▶ **What the exercise asks**: According to the PRS tutorial text below, which database supplied the data used in preparing the article?
[Text excerpt — start]
In this tutorial on Polygenic Risk Score (PRS) analysis using
PRSice-2, our objective is to explore the genetic architecture
underlying complex traits of Alzheimer’s disease. PRS integrates
information from multiple genetic variants, typically Single Nucleotide
Polymorphisms (SNPs), to quantify an individual’s genetic predisposition
for a specific trait or disease. Thus, PRS allows us to capture subtle
genetic influences that may be missed by focusing on individual variants
alone.
Data used in preparation of this article were obtained from the
Alzheimer’s Disease Neuroimaging Initiative (ADNI) database
(adni.loni.usc.edu). As such, the investigators within the ADNI
contributed to the design and implementation of ADNI and/or provided
data but did not participate in analysis or writing of this report. A
complete listing of ADNI investigators can be found at: http://adni.loni.usc.edu/wp-content/uploads/how_to_apply/ADNI_Acknowledgement_List.pdf
In PRSice-2, the target and base data must be quality controlled to the standards implemented in GWAS studies, e.g. removing SNPs with low genotyping rate, low minor allele frequency, out of Hardy-Weinberg Equilibrium, removing individuals with low genotyping rate (see Marees et al).
[Text excerpt — finish]
[Source data — start]
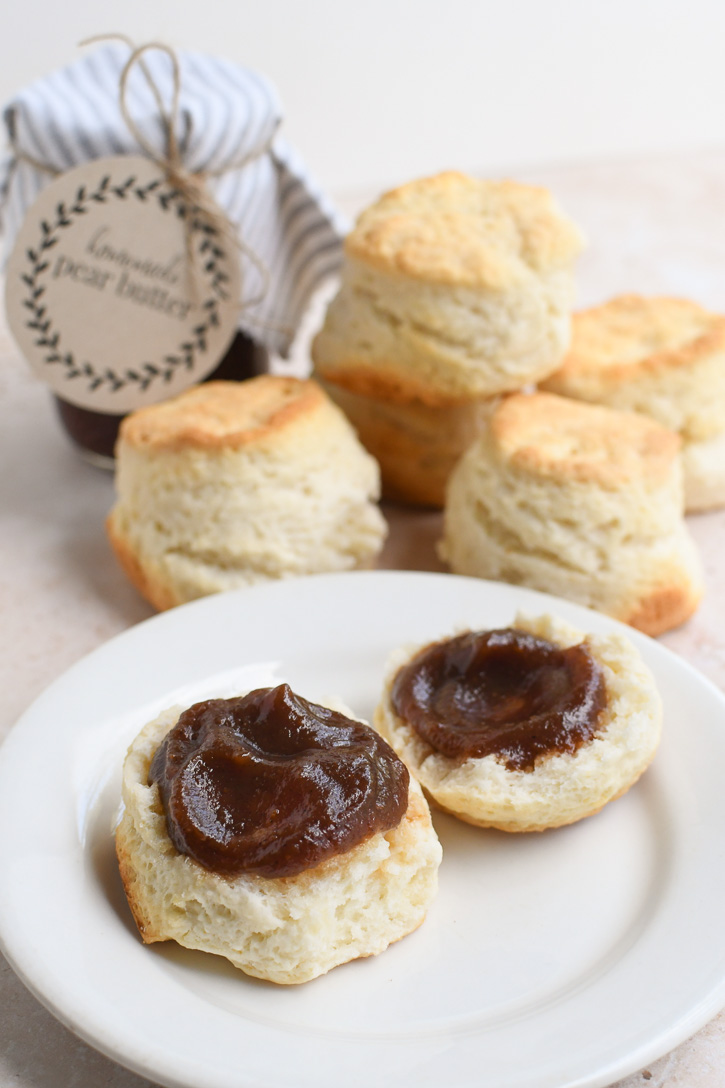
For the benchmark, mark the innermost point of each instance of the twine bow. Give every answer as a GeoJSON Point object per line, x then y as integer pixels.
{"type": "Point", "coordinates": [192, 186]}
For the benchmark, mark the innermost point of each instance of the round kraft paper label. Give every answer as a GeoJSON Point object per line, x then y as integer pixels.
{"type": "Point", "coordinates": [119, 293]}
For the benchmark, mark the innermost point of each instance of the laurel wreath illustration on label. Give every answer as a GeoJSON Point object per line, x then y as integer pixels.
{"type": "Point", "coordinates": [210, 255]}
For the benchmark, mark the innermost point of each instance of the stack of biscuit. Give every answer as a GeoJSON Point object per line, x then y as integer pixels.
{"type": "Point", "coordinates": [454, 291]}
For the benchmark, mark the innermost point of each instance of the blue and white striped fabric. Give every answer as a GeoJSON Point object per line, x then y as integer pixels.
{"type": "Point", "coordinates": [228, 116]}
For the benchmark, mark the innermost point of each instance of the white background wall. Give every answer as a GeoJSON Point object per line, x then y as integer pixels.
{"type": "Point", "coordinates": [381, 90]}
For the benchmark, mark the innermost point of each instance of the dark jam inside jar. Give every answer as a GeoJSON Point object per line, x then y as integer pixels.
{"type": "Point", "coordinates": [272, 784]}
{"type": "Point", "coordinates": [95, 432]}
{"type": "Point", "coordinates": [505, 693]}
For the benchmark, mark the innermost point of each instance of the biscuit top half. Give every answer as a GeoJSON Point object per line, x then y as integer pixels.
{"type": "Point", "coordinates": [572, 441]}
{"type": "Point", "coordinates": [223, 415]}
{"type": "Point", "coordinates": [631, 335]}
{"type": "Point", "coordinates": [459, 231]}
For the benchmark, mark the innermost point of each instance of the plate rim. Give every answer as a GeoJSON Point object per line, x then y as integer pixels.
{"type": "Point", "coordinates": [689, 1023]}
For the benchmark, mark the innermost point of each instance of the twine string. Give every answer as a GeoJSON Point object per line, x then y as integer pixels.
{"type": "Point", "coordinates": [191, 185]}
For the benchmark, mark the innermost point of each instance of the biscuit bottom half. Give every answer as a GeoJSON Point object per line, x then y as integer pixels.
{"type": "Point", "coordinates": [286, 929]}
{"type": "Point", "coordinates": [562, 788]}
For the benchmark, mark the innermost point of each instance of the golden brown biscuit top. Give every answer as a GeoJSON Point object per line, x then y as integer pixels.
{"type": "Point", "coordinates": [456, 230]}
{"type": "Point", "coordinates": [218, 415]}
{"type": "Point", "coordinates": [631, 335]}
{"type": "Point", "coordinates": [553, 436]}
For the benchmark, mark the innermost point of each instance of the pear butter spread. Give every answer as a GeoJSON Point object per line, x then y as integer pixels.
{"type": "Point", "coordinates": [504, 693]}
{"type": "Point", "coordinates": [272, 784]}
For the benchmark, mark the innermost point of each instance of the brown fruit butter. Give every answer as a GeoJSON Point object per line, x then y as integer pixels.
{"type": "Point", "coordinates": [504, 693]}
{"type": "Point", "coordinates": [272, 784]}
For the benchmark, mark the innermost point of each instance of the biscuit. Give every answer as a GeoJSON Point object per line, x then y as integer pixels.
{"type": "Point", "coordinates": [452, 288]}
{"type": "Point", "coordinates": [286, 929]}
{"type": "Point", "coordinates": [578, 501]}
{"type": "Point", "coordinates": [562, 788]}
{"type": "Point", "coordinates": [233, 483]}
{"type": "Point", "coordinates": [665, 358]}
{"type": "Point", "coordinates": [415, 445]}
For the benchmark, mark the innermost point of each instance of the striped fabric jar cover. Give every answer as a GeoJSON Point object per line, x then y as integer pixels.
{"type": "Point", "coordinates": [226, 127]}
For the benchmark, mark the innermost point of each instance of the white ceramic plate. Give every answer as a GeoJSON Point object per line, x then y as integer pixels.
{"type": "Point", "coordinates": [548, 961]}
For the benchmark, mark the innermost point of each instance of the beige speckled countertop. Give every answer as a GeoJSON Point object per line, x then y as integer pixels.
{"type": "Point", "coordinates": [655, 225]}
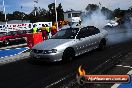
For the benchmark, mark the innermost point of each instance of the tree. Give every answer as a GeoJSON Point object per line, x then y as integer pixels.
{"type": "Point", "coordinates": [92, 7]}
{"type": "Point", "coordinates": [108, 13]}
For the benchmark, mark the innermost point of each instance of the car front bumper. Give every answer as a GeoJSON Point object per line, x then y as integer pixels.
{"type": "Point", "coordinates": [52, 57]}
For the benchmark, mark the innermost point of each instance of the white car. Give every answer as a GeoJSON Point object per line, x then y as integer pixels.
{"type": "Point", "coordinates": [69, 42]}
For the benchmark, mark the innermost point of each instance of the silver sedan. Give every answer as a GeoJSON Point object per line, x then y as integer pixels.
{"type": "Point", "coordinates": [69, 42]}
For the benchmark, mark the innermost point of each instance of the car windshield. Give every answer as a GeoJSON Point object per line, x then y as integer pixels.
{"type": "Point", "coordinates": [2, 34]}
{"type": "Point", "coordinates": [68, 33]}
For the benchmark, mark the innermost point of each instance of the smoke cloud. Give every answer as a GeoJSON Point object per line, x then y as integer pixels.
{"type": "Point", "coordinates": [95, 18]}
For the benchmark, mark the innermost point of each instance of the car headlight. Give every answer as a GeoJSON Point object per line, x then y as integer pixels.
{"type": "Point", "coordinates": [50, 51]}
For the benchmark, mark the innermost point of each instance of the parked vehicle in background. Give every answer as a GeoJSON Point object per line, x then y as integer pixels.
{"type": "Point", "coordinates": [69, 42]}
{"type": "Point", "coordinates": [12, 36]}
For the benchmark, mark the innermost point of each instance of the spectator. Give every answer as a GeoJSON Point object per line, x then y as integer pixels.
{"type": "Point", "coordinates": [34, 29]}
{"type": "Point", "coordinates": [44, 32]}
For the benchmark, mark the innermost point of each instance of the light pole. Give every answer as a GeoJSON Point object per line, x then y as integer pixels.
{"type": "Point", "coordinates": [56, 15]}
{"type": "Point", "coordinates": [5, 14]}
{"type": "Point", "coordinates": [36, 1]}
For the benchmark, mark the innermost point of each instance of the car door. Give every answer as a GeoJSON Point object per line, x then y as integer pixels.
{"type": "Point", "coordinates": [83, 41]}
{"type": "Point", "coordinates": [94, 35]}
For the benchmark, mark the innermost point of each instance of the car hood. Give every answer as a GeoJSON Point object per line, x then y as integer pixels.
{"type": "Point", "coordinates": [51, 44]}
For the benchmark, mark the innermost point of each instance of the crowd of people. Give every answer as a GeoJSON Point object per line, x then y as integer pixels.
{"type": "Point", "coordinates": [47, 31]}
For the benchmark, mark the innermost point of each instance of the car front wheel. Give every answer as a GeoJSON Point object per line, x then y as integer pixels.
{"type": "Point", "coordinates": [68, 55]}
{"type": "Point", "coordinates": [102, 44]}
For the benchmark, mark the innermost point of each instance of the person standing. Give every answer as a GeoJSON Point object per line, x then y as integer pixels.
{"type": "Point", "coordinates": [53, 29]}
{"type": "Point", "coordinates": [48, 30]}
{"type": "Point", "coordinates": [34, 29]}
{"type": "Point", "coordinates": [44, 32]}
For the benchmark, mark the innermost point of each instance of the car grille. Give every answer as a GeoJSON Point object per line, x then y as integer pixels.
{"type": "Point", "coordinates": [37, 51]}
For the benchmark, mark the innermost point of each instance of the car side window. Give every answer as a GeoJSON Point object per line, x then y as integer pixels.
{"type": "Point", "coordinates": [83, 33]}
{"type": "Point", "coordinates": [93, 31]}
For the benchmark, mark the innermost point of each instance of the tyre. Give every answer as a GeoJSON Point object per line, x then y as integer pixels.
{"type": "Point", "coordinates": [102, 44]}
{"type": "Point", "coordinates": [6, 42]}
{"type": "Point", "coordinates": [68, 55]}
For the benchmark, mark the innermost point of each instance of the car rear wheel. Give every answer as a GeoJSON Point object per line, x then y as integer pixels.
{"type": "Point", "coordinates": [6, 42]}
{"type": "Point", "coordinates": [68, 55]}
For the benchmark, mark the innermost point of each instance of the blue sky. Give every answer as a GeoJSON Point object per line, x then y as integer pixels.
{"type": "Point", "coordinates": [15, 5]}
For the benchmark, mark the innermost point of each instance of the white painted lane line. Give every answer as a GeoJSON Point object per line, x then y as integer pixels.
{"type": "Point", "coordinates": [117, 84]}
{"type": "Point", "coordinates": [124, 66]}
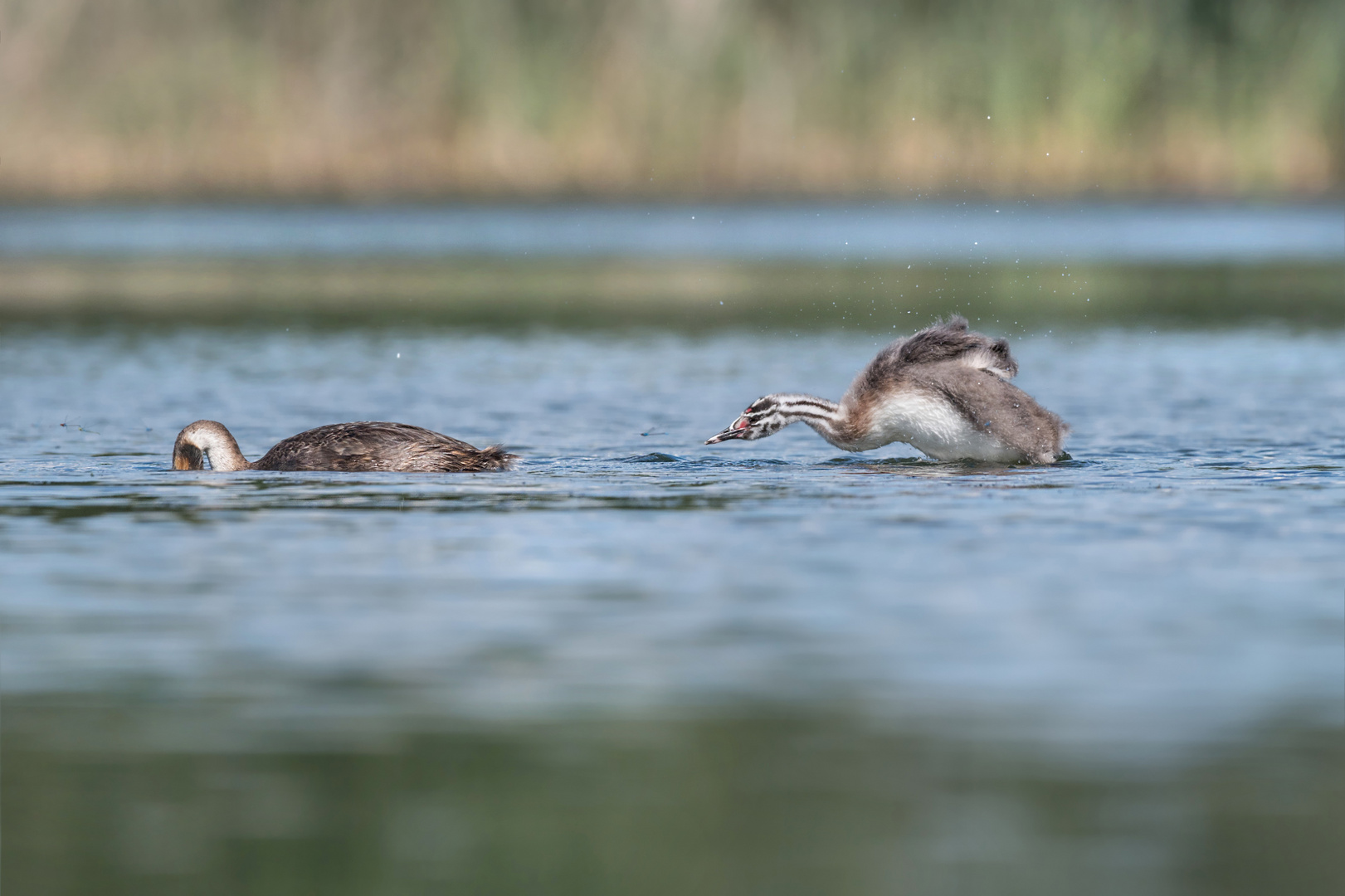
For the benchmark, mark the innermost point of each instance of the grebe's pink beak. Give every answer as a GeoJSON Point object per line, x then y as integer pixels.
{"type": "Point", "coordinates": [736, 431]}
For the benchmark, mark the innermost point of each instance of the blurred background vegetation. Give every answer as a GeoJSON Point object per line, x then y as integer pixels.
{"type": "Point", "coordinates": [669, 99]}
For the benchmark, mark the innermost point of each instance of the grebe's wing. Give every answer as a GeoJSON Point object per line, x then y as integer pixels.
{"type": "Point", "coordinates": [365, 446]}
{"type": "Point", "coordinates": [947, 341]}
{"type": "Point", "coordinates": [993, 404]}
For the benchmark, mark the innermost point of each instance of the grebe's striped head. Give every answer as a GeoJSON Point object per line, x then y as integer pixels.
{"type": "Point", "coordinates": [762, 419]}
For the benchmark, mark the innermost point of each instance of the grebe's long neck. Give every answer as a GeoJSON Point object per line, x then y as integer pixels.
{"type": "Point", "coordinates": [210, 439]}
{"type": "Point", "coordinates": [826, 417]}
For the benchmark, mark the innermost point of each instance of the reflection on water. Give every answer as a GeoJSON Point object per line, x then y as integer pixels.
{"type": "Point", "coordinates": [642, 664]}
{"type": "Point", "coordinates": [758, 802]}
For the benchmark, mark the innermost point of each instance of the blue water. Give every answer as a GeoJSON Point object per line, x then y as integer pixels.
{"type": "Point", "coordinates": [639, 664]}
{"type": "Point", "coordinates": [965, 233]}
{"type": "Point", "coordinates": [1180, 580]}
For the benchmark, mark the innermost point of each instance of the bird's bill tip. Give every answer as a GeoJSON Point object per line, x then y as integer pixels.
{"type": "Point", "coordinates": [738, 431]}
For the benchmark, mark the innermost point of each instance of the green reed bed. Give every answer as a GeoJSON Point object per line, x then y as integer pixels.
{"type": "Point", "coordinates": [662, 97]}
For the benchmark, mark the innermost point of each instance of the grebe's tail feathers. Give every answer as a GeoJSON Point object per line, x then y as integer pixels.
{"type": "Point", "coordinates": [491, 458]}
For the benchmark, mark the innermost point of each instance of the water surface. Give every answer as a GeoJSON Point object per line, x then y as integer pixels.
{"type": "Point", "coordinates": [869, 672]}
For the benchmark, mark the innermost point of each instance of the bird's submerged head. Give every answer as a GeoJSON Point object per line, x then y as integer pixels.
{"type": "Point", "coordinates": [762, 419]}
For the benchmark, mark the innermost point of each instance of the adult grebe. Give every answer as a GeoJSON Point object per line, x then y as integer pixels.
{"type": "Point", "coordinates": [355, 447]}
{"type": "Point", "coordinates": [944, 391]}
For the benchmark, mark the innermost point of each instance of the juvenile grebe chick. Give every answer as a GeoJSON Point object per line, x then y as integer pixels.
[Source data — finish]
▶ **Exercise solution**: The Alzheimer's Disease Neuroimaging Initiative (ADNI) database.